Désirer le bonheur de tous est un sentiment très noble. Le problème, c’est qu’à ce jour, les « humains » sont profondément divisés. L’immense majorité de la population mondiale est exploitée et opprimée pour assurer le « développement durable » d’une minorité de parasites capitalistes. Et à défaut d’un programme sérieux pour éradiquer la source de cette oppression –  le système capitaliste –, l’expression de sentiments nobles n’y changera rien. Or, justement, le défaut majeur du texte d’orientation du 49e Congrès de la CGT, c’est que les quelques objectifs présentés ne trouvent aucune expression concrète en matière d’action militante, de programme ou de stratégie.

### CONSIGNE 1:
D'après l'extrait, quel est le défaut majeur du texte d'orientation du 49e Congrès de la CGT ?

### MATÉRIEL DE L'EXERCICE:
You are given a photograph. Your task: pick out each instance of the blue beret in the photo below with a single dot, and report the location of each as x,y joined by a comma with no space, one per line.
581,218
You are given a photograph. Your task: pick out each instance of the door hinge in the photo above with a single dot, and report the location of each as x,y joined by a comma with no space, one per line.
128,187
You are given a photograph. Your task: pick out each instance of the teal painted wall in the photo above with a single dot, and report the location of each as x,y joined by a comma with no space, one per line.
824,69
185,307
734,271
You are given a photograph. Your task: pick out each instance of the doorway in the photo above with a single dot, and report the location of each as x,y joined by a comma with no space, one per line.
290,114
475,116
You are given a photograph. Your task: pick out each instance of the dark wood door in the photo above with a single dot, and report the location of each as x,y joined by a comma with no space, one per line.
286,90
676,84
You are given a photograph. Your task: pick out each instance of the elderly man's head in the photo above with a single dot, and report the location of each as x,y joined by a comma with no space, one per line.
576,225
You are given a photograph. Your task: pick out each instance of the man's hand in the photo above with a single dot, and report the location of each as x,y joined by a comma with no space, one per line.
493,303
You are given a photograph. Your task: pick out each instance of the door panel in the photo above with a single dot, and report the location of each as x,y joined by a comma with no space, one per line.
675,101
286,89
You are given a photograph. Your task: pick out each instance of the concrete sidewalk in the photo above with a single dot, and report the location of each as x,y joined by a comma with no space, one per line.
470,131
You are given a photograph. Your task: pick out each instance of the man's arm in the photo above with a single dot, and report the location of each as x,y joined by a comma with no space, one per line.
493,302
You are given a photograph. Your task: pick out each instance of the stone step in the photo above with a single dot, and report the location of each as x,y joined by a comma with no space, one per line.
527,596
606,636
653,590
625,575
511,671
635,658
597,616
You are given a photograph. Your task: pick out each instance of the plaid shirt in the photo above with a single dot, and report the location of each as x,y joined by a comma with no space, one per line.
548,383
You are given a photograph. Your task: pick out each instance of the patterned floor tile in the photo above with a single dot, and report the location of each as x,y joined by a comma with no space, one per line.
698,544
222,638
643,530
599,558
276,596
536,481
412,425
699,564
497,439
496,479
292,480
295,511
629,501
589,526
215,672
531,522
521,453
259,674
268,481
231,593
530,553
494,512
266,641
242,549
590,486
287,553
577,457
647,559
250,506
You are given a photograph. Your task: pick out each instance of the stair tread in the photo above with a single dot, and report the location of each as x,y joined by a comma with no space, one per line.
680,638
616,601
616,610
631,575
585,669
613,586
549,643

### CONSIGNE 2:
Remplacez « photograph » par « image » dans le passage des enregistrements allant de la ligne qui contient « of the concrete » jusqu'à la fin des enregistrements. Ne redonnez que ce passage, sans autre modification.

### RÉPONSE COMPLÈTE 1:
Les quelques objectifs présentés ne trouvent aucune expression concrète en matière d'action militante, de programme ou de stratégie.

### RÉPONSE COMPLÈTE 2:
You are given a image. Your task: pick out each instance of the concrete sidewalk in the photo above with a single dot, and report the location of each as x,y joined by a comma with no space, one per line.
470,131
You are given a image. Your task: pick out each instance of the man's arm in the photo above with a single dot, and report the location of each as x,y joined by a comma with no space, one per line.
493,302
You are given a image. Your task: pick out each instance of the stone step in the photo above with a single dot, and report the location of each as x,y joined by a comma with no space, one per line.
527,596
606,636
653,590
625,575
511,671
635,658
597,616
You are given a image. Your task: pick out each instance of the plaid shirt in the photo above with a single dot, and report the location of each as x,y joined by a comma with no space, one per line.
548,383
You are given a image. Your task: pick out each instance of the patterned floor tile in the photo above with a single dot, and report the location of each as x,y joined by a comma with no space, one per line.
698,544
222,638
643,530
599,558
276,596
536,481
412,425
699,564
497,439
496,479
292,480
295,511
629,501
589,526
215,672
531,522
521,453
259,674
268,481
231,593
530,553
494,512
266,641
242,549
590,486
287,553
577,457
647,559
250,506
You are given a image. Your task: pick out each instance of the stair tread in the photo above with a single dot, and report the location of each as x,y joined by a comma with no space, one per line.
680,638
616,601
616,610
631,575
585,669
613,586
549,643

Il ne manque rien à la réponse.